◆ WHAT IS ASKED ◆
Recast everything below, from the line containing "Report one point per instance of the bald" down through the line containing "[[506, 178], [361, 186]]", as a Markdown table with columns headed No. and Line. Number the rows and skip any blank lines.

◆ TASK INPUT ◆
┏━━

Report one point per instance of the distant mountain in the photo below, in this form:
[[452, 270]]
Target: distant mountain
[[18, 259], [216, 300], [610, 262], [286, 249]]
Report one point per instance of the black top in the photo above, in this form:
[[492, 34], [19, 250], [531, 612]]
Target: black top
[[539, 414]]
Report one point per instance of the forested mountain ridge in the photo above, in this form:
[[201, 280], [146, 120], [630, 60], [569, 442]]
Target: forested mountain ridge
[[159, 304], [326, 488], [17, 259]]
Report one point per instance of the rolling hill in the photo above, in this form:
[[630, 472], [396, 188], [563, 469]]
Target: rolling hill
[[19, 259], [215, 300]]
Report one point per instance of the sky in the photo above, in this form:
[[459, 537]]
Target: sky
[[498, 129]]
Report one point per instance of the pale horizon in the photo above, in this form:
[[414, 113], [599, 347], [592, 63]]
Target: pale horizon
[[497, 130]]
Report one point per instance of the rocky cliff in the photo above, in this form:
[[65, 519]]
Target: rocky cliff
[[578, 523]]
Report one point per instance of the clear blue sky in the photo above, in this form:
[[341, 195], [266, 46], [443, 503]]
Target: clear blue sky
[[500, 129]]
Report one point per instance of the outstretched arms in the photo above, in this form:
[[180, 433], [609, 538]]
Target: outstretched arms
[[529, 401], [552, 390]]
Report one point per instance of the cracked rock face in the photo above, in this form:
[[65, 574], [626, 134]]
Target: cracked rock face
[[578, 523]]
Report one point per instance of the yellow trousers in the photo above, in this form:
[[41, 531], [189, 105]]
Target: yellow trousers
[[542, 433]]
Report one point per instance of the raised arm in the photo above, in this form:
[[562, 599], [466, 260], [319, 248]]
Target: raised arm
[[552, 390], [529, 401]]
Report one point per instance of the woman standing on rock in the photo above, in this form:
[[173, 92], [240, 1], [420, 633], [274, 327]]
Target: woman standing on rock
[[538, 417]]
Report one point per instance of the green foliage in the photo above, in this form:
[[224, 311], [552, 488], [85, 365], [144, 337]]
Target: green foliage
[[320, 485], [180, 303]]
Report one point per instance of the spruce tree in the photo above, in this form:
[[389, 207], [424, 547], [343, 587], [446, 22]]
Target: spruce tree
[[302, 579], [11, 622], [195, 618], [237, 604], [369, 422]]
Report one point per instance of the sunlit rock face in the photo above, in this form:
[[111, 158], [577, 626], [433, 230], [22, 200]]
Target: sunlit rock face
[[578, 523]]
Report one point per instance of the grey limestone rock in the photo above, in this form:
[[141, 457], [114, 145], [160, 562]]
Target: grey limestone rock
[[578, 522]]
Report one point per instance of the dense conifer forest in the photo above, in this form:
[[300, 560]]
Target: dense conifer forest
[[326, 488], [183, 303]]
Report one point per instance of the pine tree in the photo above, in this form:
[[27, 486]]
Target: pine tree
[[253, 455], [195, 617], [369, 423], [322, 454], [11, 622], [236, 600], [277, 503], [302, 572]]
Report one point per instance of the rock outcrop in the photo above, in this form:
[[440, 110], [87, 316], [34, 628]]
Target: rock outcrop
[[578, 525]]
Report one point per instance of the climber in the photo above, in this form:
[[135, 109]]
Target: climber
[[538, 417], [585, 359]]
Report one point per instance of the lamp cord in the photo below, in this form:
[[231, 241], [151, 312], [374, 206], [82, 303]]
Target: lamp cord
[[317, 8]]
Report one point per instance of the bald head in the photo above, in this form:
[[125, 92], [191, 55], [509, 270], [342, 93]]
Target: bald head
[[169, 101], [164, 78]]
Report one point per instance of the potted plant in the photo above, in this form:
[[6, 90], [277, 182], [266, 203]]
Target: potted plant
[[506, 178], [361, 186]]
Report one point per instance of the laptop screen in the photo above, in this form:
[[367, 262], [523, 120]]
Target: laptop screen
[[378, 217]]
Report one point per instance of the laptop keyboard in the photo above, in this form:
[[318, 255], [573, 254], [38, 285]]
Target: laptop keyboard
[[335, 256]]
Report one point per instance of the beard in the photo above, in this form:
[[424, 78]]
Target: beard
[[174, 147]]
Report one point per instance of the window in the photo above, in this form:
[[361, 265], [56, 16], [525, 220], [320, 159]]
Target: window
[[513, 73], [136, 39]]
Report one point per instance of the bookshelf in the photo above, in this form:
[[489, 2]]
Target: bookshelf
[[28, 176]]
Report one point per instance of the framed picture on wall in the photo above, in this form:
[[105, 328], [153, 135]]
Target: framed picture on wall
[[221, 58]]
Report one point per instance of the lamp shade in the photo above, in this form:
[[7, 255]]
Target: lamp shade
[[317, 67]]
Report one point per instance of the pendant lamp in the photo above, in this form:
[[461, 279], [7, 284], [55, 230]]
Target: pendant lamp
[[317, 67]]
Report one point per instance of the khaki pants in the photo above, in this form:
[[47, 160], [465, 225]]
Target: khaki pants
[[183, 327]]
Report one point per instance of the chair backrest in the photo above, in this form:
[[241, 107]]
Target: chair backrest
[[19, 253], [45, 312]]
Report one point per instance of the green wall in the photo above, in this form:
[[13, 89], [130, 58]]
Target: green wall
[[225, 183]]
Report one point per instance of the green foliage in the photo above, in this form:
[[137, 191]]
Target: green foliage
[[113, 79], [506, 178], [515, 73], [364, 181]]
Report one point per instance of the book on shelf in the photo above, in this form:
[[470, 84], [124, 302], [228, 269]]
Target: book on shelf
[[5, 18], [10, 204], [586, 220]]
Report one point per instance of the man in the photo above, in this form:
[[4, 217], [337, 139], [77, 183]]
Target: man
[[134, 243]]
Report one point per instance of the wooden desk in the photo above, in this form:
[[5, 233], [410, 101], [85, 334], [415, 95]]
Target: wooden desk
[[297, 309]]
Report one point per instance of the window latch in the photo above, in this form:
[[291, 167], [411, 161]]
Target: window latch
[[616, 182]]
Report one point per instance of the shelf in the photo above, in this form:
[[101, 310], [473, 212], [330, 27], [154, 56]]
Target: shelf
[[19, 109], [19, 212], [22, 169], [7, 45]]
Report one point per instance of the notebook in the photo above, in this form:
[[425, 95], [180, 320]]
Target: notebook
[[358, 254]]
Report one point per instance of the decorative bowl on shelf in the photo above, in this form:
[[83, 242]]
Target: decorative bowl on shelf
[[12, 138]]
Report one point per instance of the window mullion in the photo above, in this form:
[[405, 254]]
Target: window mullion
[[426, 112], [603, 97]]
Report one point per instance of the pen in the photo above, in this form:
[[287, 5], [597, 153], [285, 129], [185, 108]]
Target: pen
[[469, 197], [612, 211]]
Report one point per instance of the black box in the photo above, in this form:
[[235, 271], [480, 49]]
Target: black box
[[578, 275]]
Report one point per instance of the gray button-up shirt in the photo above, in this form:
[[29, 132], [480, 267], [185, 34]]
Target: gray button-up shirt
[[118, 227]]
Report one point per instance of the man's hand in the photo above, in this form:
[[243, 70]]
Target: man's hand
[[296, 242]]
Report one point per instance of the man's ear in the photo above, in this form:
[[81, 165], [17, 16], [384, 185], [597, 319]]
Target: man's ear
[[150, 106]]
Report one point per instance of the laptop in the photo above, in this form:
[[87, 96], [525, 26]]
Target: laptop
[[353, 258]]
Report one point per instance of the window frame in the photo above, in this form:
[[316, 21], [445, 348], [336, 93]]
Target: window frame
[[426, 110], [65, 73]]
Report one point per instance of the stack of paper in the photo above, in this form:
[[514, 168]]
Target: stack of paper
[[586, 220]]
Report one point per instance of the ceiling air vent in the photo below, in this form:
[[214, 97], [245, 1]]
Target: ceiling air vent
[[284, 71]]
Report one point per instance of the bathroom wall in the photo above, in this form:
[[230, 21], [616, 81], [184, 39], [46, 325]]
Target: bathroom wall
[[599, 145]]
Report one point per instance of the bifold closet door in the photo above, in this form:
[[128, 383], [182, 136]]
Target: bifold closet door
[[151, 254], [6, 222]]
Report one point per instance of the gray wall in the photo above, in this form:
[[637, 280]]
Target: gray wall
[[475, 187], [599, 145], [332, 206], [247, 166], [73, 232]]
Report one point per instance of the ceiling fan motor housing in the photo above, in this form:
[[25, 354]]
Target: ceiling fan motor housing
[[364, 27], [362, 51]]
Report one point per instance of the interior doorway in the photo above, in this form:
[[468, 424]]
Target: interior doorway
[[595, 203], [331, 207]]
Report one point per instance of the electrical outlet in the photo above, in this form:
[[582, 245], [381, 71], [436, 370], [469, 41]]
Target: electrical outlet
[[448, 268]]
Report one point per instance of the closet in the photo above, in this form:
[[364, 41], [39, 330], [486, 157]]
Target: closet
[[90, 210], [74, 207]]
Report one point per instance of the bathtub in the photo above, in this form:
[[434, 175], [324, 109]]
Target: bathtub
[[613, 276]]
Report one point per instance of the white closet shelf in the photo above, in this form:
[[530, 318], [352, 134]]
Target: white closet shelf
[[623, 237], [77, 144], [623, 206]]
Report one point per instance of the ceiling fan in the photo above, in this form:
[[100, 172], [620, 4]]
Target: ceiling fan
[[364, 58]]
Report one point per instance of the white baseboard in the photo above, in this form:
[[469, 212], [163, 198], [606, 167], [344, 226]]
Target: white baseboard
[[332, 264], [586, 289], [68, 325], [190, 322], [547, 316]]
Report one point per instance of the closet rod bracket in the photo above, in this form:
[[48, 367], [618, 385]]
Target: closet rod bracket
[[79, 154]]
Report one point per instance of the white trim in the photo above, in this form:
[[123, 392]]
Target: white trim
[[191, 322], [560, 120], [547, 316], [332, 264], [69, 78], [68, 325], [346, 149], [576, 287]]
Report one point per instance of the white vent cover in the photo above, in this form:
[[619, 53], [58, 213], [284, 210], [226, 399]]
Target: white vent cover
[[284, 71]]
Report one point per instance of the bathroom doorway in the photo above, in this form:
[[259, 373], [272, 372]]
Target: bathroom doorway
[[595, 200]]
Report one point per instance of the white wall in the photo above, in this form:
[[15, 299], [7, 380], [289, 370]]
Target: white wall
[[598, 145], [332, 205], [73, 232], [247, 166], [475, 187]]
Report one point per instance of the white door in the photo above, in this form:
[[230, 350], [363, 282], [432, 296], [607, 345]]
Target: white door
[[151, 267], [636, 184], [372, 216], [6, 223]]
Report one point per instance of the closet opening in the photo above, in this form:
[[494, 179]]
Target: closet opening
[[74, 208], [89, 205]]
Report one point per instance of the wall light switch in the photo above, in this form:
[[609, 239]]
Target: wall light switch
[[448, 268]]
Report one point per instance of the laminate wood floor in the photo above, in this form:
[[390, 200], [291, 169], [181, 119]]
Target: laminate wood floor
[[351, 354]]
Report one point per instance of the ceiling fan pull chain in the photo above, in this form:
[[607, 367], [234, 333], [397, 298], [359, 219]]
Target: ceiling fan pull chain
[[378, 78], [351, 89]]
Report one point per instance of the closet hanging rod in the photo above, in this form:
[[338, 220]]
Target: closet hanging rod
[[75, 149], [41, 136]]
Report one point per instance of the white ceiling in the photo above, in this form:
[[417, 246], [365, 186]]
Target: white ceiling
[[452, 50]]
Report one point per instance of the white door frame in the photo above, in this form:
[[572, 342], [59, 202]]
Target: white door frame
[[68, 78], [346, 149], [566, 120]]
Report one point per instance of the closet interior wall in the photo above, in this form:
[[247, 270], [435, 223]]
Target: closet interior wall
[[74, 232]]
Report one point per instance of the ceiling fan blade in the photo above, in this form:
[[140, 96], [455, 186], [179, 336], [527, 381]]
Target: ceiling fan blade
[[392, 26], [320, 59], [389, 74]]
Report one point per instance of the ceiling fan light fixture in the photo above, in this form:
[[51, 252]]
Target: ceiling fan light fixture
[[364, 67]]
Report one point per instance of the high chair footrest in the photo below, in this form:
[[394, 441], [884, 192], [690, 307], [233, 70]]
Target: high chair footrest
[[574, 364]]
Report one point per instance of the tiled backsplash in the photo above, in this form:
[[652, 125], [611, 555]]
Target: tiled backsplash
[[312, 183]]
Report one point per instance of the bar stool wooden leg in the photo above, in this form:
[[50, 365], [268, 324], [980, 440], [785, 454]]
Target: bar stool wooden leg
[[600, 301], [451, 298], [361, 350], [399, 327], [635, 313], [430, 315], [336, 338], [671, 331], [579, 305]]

┗━━

◆ OUTPUT BELOW ◆
| No. | Line |
|---|---|
| 1 | Report one point per instance of the bald head in the photo above, in this form: |
| 2 | [[125, 92], [191, 55], [509, 270], [342, 93]] |
| 3 | Target: bald head |
| 4 | [[169, 101], [164, 78]] |
| 5 | Report one point per instance of the potted plant in the photo above, in this form: |
| 6 | [[6, 90], [277, 182], [266, 203]] |
| 7 | Target: potted plant |
| 8 | [[506, 178], [361, 186]] |